RECORD EXTRACTS
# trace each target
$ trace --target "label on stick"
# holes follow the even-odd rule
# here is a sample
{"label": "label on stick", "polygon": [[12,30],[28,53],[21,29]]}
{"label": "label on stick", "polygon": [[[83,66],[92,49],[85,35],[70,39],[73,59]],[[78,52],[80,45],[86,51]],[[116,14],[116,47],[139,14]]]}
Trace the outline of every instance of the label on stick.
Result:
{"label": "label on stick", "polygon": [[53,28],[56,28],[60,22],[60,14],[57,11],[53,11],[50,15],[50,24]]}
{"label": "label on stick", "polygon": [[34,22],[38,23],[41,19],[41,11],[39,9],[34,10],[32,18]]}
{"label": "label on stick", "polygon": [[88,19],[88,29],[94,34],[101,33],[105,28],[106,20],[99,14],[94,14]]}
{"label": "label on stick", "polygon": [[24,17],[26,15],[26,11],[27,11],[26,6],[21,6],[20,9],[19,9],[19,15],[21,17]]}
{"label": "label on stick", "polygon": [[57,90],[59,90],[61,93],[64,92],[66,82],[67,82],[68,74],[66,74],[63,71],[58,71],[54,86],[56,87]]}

YOUR OBJECTIVE
Please rewrite the entries above as a two-column CSV with the header input,output and one row per entry. Put each entry's text in input and its answer in output, each in a single quoted field with line breaks replaced by spaces.

TASK ANSWER
input,output
"# trace each target $ trace --target ""label on stick"" # holes follow the even-odd rule # here is a sample {""label"": ""label on stick"", ""polygon"": [[12,30],[28,53],[21,29]]} {""label"": ""label on stick"", ""polygon"": [[[83,66],[92,49],[85,35],[70,39],[73,59]],[[78,52],[80,45],[86,51]],[[116,14],[116,47],[139,14]]]} Trace the outline of every instance of the label on stick. Result:","{""label"": ""label on stick"", ""polygon"": [[53,28],[56,28],[60,22],[60,14],[57,11],[53,11],[50,15],[50,24]]} {""label"": ""label on stick"", ""polygon"": [[34,22],[38,23],[41,19],[41,11],[39,9],[34,10],[32,18]]} {""label"": ""label on stick"", ""polygon"": [[88,19],[88,29],[94,34],[101,33],[105,28],[106,20],[99,14],[94,14]]} {""label"": ""label on stick"", ""polygon"": [[24,17],[26,15],[26,11],[27,11],[26,6],[21,6],[20,9],[19,9],[19,15],[21,17]]} {""label"": ""label on stick"", ""polygon"": [[57,90],[59,90],[61,93],[64,92],[66,82],[67,82],[68,74],[66,74],[63,71],[58,71],[54,86],[56,87]]}"